■ Your instructions:
Reproduce all entries precisely as they are written.

■ Materials provided:
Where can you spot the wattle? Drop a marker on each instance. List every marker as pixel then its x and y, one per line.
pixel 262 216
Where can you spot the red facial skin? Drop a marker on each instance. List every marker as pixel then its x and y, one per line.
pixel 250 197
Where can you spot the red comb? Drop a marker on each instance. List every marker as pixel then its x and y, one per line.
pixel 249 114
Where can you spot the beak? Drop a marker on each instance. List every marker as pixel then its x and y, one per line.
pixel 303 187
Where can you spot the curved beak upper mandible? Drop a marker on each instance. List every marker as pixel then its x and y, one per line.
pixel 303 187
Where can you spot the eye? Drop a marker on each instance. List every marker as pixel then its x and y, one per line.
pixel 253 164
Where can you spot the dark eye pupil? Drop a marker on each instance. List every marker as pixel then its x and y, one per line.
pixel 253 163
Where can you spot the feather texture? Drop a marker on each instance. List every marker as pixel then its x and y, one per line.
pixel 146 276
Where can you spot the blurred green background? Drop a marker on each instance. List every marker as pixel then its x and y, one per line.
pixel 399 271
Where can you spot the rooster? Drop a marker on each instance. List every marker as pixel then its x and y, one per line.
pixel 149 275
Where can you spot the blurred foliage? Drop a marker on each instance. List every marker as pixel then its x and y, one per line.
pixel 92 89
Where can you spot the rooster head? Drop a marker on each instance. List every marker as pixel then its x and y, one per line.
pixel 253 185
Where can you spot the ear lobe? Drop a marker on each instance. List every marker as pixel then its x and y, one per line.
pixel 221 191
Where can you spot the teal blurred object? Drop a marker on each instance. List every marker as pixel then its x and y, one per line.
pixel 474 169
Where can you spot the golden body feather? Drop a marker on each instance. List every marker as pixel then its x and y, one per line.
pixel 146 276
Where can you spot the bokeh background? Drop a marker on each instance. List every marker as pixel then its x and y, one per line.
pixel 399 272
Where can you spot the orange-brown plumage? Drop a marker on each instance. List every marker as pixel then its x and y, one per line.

■ Answer to this task:
Where can you spot the wattle? Drop a marker on each instance. List every marker as pixel then its x and y, one per line.
pixel 262 216
Where can you spot the red facial skin? Drop a marker on each instance. List every marker as pixel then its x and y, one per line.
pixel 250 197
Where can you spot the red comb? Drop a marker on each instance. List every marker as pixel then its x and y, one per line.
pixel 249 114
Where can you spot the beak? Drop a marker on each instance. List every marker as pixel then its x and y, one per line.
pixel 303 187
Where can you spot the curved beak upper mandible? Drop a marker on each instance. List every marker as pixel then its x and y, one per line.
pixel 303 187
Where can you spot the eye? Drop a marker on each instance. List every marker as pixel then its x and y, one per line.
pixel 253 164
Where can you spot the dark eye pupil? Drop a marker on each instance. List every marker as pixel then its x and y, one per line.
pixel 253 163
Where can you spot the feather texture? Drop a marker on each instance. List every marker as pixel then its x and y, one per line.
pixel 146 276
Where can you spot the blurred green background? Drop a marker on each instance. List every marker as pixel then its x and y, one per line.
pixel 399 271
Where can you spot the rooster? Drop a marker on each instance. List every marker as pixel then its x and y, one per line.
pixel 149 275
Where can you spot the blurred foliage? Drop a marker on each instance. List every marker as pixel then its x and y, one per line.
pixel 92 89
Where can you spot the rooster head? Drop a marker on each instance. List every marker as pixel then its x and y, one per line.
pixel 253 185
Where can you spot the ear lobe? Drop a marker on each instance. List every marker as pixel then its x and y, one per line.
pixel 221 191
Where can you spot the teal blurred object? Drop a marker on each instance. List every marker as pixel then its x and y, one per line.
pixel 474 169
Where can you spot the golden body feather? Drop a marker on each instance. List every marker as pixel then its x and y, one per line.
pixel 146 276
Where can you spot the bokeh background? Drop a marker on each instance. List every marker as pixel then its x and y, one per line.
pixel 399 272
Where can you spot the orange-brown plumage? Drop a marker on each instance. List every marker as pixel then its x and y, one per line.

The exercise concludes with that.